[Work instruction] Return exactly the span of lines in the following data that opens with the line containing "Where can you see the blue" and closes with the line containing "Where can you see the fog". Include nothing else.

[Data for processing]
⁂

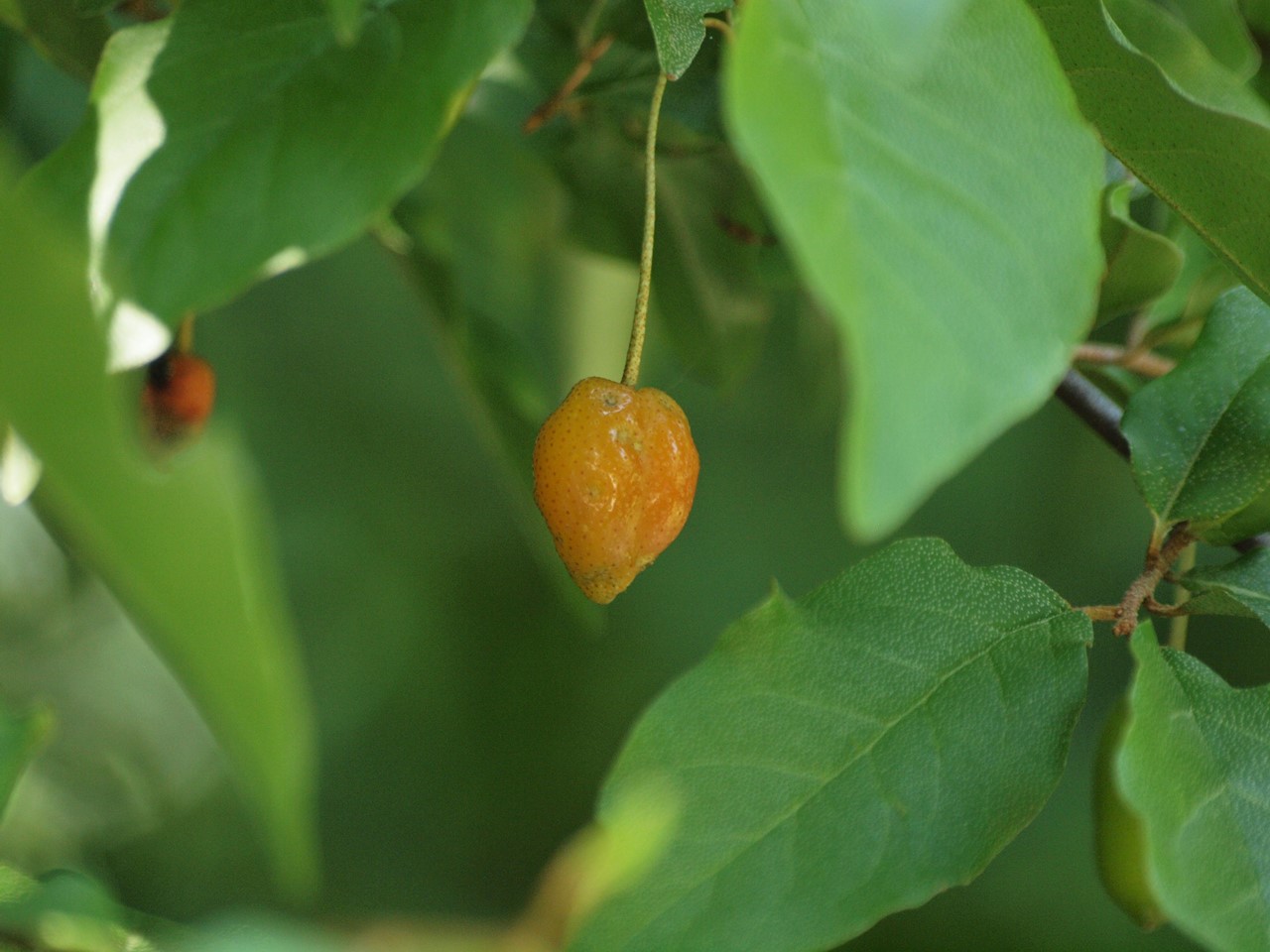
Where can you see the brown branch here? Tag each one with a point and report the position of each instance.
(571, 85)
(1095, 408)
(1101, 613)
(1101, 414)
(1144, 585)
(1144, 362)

⁂

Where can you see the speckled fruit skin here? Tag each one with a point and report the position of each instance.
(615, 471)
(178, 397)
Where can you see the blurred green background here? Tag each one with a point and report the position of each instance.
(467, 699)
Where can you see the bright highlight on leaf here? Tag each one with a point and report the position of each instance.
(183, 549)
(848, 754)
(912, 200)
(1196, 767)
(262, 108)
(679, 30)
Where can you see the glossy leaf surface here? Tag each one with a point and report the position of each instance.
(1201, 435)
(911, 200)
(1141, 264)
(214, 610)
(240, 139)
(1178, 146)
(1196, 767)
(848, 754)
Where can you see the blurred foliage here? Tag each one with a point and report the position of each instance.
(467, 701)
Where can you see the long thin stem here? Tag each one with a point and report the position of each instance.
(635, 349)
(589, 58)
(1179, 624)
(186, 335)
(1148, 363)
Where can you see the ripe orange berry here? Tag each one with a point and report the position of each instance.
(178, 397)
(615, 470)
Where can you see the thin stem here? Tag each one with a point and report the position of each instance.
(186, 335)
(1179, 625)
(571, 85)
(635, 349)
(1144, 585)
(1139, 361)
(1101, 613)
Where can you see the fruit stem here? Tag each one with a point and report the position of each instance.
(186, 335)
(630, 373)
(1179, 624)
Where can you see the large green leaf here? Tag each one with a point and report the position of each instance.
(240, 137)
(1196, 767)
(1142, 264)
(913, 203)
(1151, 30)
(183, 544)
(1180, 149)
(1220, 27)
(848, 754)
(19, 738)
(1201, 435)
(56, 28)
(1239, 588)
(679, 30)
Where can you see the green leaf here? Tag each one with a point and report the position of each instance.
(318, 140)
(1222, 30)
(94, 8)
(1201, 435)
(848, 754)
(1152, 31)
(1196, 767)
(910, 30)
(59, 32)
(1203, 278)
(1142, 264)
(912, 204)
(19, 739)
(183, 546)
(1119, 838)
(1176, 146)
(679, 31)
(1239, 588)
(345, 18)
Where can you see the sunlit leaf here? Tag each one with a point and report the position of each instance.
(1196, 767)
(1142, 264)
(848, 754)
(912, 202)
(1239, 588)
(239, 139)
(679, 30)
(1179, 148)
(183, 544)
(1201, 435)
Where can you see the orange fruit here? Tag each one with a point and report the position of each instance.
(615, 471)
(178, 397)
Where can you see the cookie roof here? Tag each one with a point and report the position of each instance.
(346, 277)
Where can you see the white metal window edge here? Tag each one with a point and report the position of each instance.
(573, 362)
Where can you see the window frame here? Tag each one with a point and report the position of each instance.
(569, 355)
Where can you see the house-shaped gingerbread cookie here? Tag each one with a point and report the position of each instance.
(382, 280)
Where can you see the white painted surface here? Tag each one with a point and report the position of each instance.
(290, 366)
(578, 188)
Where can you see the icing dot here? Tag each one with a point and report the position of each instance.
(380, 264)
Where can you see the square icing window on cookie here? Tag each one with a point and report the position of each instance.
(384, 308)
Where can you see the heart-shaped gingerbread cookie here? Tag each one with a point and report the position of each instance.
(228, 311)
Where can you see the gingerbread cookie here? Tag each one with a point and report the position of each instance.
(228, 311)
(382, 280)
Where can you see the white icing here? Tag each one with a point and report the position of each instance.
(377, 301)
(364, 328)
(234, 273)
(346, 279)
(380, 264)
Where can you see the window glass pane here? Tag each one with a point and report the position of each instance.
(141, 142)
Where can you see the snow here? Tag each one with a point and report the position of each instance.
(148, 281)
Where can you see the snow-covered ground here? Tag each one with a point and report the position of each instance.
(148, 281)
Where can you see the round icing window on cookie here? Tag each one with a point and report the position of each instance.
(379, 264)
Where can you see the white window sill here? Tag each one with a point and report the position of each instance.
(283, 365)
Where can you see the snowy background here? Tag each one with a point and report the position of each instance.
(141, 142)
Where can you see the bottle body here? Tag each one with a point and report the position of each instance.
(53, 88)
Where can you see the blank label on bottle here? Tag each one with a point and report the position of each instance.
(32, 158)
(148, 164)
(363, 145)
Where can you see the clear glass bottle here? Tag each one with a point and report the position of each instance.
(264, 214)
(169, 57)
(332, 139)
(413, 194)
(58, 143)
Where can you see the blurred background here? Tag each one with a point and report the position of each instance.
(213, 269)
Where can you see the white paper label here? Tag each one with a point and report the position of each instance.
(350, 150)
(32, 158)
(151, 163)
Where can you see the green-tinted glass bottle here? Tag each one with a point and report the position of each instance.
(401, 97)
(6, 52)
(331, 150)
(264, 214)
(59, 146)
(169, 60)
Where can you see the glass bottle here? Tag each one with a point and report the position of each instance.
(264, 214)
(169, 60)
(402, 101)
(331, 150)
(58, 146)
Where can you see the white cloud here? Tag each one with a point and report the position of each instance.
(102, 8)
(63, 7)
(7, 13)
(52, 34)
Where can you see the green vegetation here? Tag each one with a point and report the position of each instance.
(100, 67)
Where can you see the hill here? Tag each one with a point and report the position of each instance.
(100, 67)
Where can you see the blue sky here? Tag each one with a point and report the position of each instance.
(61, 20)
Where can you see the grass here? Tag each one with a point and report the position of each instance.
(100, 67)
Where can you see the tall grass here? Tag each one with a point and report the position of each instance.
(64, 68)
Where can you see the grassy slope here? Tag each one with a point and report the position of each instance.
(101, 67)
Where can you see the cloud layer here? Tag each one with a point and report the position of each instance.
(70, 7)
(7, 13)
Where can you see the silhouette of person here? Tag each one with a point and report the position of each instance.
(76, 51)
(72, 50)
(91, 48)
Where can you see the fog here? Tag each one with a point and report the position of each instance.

⁂

[Response below]
Where can you see the blue sky here? Tag each one with a point and report the position of each instance.
(61, 20)
Where can you see the grass here? Tag each one with a point and report the position of each instance.
(100, 67)
Where can you see the tall grass here? Tag each one with a point and report the position of each instance.
(64, 68)
Where can you see the grassy slope here? Tag each one with a point and report the position of each instance.
(101, 67)
Where can you see the cloud layer here? Tag each one with a point and report the position of each instance.
(70, 7)
(7, 13)
Where can you see the silhouette of person here? Tag each one with a point and report the position of each instance.
(76, 51)
(72, 50)
(91, 48)
Where can you see the fog here? Tag each one with a point and report the position of each instance.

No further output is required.